- [EXCERPT]:
———
Next up, I’d like to talk about my favorite thing about the FS5: it’s body.

The ergonomics of the FS5 are SUPERB. It’s the first camera I’ve used in years that makes me want to shoot handheld. And I’m doing it all the time now. I’d basically forgotten that shooting handheld was even an option for me, ever since trading in my JVC HM100 for a 5dmkii. Even with the C100mkii, I find it wants to live on a monopod. But not this camera. It begs to be held in your hand, and it’s so easy to get great results with it, because it’s so light and so easy to MOVE with it. It’s changing how I think about shooting b-roll.

With both the FS5 and the C100mkii, the beauty is you can arrive on location and pull your camera out of the bag and begin shooting without building anything. But I give the FS5 the edge here, because even with my SmallHD 502 monitor attached and rotated horizontal, it measures just 10” high. That’s enabled me to turn my unused Steadicam Merlin travel bag into the perfect grag-and-go camera case for the FS5. It’s the perfect size bag to fit camera with my Canon EFS 17-55mm f/2.8 zoom lens, with Metabones IV adapter, a shotgun mic, and 502 monitor attached. The only thing I have to do to begin shooting is rotate the monitor to the right shooting angle, and press record.

I find myself picking up the FS5 with my right hand, by reaching into the grip, squeezing it, and lifting it, one-handed. It’s so light you can do that. It just balances in your right hand like an extension of your body, freeing your left hand to focus, operate the menus, and to cradle the camera for stability. That right handle is perfectly balanced. Really, the design team at Sony deserves an award for the FS5.


I haven’t used the FS5 with any Sony lenses. I am using it with my Canon EF glass, using the Metabones adapter and speed booster. Unfortunately my Contax Zeiss set won’t work with speed booster, because there are elements on the lenses that protrude too far.  I haven’t been able to try out the autofocus features of the camera with Sony glass.

The nice thing about the Metabones adapters, at least the version IV one that I have, is that the firmware issues others have reported seem to be resolved. Changing the iris behaves as expected, with the aperture dial on the camera. Also, image stabilization works perfectly on Canon glass with the adapter. My go-to lens on the C100mkii has been the the Canon EFS 17-55mm f/2.8, and it works flawlessly on the FS5 with the Metabones adapter.

It’s also very nice to be able to punch in to center crop mode and get even more reach from the lens.  But I do find that center crop works best in plenty of light. The Clear Image Zoom feature is also handy, but in the situations I’ve tried it, I definitely noticed a drop in image quality. Not as bad as most digital zooms, but enough that I won’t plan on using it regularly. Apparently the feature works better in some situations than others, because it uses a database of images to determine what image processing to apply. This will require more testing before I determine its strengths and weaknesses.
———
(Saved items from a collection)
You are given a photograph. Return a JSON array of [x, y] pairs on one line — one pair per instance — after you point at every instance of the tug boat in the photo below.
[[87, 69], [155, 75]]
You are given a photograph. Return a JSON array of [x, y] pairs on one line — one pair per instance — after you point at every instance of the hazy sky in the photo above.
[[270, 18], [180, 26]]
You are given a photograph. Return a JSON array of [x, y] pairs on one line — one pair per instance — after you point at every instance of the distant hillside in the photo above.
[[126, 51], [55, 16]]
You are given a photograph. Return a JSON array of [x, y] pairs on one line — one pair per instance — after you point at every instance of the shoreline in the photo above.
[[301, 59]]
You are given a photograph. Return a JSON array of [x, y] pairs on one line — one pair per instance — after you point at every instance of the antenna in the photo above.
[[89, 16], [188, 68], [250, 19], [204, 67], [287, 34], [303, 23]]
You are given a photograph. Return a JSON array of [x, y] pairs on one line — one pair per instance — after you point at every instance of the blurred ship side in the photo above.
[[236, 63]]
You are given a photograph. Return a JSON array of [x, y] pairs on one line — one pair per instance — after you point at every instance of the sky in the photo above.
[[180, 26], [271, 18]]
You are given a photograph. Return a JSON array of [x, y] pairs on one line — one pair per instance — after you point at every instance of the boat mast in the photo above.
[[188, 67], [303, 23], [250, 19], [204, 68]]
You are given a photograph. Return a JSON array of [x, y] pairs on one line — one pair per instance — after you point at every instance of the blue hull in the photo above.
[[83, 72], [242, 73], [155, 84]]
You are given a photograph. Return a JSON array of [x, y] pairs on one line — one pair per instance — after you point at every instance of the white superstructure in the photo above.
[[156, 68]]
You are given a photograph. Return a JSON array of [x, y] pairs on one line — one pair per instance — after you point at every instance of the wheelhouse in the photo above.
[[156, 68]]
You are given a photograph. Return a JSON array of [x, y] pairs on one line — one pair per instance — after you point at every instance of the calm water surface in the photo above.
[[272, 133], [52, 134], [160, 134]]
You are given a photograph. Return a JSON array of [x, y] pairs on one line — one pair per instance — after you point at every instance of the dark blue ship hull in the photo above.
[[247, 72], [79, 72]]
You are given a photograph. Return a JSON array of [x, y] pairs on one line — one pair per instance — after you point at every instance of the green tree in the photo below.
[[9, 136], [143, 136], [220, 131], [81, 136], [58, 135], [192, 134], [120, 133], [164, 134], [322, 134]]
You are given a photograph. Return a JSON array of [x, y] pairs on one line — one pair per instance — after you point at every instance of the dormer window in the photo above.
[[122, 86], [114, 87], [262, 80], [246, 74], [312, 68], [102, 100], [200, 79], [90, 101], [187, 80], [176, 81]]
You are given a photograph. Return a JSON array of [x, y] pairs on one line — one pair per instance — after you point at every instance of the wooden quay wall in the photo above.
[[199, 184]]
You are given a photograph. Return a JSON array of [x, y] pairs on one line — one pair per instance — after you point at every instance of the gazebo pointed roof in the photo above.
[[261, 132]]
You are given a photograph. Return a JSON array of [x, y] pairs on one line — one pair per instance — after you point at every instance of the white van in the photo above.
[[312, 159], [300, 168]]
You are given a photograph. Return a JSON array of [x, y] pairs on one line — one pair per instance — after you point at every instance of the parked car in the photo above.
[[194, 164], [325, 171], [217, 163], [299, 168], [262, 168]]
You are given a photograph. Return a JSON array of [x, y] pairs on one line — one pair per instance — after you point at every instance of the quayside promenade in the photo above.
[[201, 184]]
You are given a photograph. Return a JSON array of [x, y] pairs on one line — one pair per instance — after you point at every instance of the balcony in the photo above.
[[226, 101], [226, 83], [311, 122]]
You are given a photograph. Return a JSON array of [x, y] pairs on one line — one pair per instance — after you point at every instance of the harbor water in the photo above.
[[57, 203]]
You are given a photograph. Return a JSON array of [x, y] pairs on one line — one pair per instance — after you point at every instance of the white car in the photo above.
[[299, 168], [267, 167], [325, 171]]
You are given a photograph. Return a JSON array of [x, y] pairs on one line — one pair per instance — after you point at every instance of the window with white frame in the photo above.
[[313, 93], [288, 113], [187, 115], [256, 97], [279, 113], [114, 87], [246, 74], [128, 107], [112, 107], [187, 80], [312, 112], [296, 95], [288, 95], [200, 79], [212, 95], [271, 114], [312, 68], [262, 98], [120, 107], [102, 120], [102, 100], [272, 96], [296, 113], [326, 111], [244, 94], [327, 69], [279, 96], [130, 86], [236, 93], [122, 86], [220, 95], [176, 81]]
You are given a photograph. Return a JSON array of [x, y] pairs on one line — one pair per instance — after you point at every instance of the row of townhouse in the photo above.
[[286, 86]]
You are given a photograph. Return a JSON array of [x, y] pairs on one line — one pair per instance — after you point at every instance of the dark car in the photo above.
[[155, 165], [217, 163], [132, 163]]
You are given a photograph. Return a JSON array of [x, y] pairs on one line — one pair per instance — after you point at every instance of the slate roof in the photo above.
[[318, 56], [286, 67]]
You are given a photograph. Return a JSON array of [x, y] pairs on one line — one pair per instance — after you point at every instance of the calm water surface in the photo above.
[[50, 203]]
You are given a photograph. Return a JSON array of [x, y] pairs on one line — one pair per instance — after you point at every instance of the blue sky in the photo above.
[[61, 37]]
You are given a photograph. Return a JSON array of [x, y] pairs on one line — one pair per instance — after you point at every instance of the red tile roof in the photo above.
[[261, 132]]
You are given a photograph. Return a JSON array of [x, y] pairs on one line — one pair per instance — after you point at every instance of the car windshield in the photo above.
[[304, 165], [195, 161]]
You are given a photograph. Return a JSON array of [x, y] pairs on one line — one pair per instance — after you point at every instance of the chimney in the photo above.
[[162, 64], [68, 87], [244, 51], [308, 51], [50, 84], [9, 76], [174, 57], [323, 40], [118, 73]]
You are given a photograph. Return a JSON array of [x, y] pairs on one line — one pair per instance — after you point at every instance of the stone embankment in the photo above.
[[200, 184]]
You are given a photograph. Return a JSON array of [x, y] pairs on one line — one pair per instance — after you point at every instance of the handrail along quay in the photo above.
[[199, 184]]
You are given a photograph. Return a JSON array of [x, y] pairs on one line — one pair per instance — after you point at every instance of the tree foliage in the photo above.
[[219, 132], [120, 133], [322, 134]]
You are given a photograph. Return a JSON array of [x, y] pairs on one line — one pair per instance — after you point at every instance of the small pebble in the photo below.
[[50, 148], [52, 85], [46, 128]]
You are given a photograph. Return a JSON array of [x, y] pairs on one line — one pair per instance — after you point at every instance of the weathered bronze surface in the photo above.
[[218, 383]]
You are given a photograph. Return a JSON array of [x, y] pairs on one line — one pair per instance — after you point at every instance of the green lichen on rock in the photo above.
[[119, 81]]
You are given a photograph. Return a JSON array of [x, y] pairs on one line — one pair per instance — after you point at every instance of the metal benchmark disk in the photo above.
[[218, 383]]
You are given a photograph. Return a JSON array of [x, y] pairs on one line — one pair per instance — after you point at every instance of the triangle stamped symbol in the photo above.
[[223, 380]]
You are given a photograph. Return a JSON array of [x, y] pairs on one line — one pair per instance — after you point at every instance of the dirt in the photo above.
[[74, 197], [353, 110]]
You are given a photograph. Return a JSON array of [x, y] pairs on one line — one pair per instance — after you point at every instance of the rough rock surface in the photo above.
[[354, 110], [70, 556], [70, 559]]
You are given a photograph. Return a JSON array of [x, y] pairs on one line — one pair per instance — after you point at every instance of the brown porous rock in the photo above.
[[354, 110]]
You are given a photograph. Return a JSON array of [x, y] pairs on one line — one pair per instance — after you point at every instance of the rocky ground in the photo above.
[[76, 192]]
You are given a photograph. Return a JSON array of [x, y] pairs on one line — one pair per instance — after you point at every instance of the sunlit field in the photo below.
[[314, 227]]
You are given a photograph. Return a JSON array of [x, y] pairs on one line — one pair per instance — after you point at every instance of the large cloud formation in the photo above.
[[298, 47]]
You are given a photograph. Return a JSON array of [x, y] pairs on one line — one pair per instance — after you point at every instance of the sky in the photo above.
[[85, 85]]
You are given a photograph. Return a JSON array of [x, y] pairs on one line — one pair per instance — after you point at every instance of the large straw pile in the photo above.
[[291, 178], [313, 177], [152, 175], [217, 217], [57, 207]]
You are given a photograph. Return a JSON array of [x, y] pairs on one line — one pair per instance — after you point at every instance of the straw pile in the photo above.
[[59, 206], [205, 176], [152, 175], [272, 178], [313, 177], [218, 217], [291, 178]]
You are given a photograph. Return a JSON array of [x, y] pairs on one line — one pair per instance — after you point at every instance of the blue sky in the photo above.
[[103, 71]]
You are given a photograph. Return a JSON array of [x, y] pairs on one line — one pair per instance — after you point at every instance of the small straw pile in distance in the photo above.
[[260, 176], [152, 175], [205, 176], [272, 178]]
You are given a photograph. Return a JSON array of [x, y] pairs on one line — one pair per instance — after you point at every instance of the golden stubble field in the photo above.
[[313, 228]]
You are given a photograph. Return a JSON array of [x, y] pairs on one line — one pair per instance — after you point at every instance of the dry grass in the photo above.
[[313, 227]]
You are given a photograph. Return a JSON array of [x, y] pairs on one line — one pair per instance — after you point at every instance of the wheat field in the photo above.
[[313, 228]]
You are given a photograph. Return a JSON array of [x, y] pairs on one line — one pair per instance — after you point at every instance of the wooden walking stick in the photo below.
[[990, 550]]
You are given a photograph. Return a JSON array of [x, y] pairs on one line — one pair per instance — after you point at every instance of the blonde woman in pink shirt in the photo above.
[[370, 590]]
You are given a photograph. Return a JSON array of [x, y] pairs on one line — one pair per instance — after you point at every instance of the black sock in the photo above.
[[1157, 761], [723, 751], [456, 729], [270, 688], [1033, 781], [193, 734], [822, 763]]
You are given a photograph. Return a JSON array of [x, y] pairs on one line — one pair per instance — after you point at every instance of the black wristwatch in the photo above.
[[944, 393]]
———
- [EXERCISE A]:
Reproduce the part of the FS5 review that opens with the words containing "The ergonomics of" and closes with "about shooting b-roll.".
- [EXERCISE B]:
Condense the FS5 review's paragraph beginning "The nice thing about the Metabones adapters" into a short list that keeps its main facts.
Rely on the FS5 review alone for the work here.

- [CORRECT RESPONSE A]:
The ergonomics of the FS5 are SUPERB. It’s the first camera I’ve used in years that makes me want to shoot handheld. And I’m doing it all the time now. I’d basically forgotten that shooting handheld was even an option for me, ever since trading in my JVC HM100 for a 5dmkii. Even with the C100mkii, I find it wants to live on a monopod. But not this camera. It begs to be held in your hand, and it’s so easy to get great results with it, because it’s so light and so easy to MOVE with it. It’s changing how I think about shooting b-roll.

- [CORRECT RESPONSE B]:
- The Metabones version IV adapter seems to have resolved the firmware issues others have reported.
- Changing the iris with the camera's aperture dial behaves as expected.
- Image stabilization works perfectly on Canon glass with the adapter.
- The Canon EFS 17-55mm f/2.8, the go-to lens on the C100mkii, works flawlessly on the FS5 with the Metabones adapter.